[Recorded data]
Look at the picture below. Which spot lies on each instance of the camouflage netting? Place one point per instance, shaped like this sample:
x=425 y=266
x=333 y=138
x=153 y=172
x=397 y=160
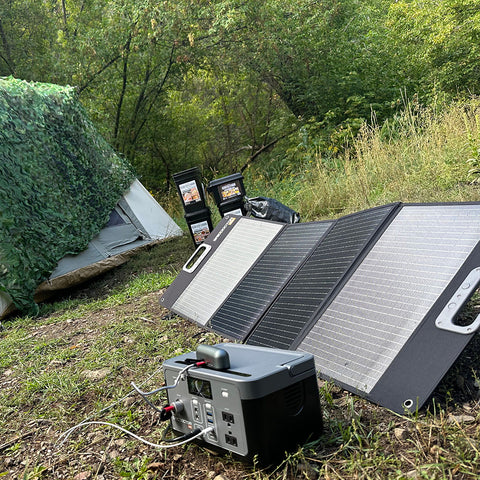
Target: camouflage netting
x=59 y=180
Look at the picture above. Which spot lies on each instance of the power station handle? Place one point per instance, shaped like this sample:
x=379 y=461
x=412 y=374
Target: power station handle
x=445 y=320
x=198 y=255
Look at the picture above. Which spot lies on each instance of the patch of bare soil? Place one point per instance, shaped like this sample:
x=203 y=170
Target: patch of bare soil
x=31 y=450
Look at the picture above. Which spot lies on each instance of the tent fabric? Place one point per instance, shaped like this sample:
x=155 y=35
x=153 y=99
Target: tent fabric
x=59 y=182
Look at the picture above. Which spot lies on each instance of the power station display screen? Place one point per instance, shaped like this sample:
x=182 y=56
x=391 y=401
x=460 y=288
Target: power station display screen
x=201 y=388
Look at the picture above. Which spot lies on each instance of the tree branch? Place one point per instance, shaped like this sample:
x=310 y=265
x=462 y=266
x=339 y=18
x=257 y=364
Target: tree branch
x=264 y=148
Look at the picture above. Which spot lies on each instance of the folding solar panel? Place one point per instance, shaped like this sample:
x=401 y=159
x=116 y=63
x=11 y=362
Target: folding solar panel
x=217 y=266
x=258 y=289
x=390 y=333
x=295 y=307
x=373 y=295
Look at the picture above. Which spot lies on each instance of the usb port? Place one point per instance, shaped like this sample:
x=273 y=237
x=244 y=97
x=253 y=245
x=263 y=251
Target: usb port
x=227 y=417
x=230 y=440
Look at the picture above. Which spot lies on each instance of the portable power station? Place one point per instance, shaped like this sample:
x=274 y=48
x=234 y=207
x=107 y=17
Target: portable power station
x=261 y=402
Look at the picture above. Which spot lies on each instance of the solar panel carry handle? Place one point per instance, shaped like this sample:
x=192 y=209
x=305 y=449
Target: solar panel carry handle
x=445 y=319
x=198 y=255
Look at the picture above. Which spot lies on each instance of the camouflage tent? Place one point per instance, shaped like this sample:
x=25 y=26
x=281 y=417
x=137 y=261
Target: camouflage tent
x=63 y=191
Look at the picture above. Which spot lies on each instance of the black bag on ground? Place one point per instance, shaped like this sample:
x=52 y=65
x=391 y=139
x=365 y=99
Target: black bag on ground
x=270 y=209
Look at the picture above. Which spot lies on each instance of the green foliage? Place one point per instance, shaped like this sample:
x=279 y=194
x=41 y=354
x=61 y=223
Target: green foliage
x=59 y=181
x=439 y=42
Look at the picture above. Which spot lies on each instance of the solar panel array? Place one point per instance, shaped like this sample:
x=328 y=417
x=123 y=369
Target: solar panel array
x=361 y=293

Written task. Please rewrite every line of the records from the line holding "of the portable" through the end of the records, inclusive. Increase each coordinate in the answers by 50 and leave all other numbers unchanged.

Solution to this exercise.
Look at the picture above. Which spot lies on each instance of the portable power station? Place one point per instance, shaped like this sample:
x=274 y=48
x=234 y=207
x=107 y=17
Target: portable power station
x=311 y=452
Look at the picture above. Which spot lies on each instance of the solar panel carry handle? Place one point per instance, shaped like this sample:
x=192 y=209
x=305 y=449
Target: solar panel carry handle
x=495 y=369
x=248 y=305
Look at the picture above. Which spot lies on each instance of the camouflage tent? Place one point per instance, shaped like this sample:
x=25 y=26
x=281 y=417
x=137 y=261
Target: camouflage tent
x=113 y=241
Look at the picture above. Which spot lies on each instance of the black bag on ground? Place one point per instance, shaped like this sample:
x=52 y=65
x=391 y=139
x=365 y=99
Target: black bag on ground
x=320 y=259
Look at the picture above. Which spot lies on each instance of the green foliage? Place one point per instance, shaped like this sample:
x=279 y=194
x=41 y=354
x=61 y=223
Target: green foliage
x=109 y=231
x=489 y=92
Look at the picture above. Which spot lies on each instance of the solar panel array? Place one point per instance, shaped like this sample:
x=328 y=417
x=123 y=369
Target: solar panel array
x=411 y=343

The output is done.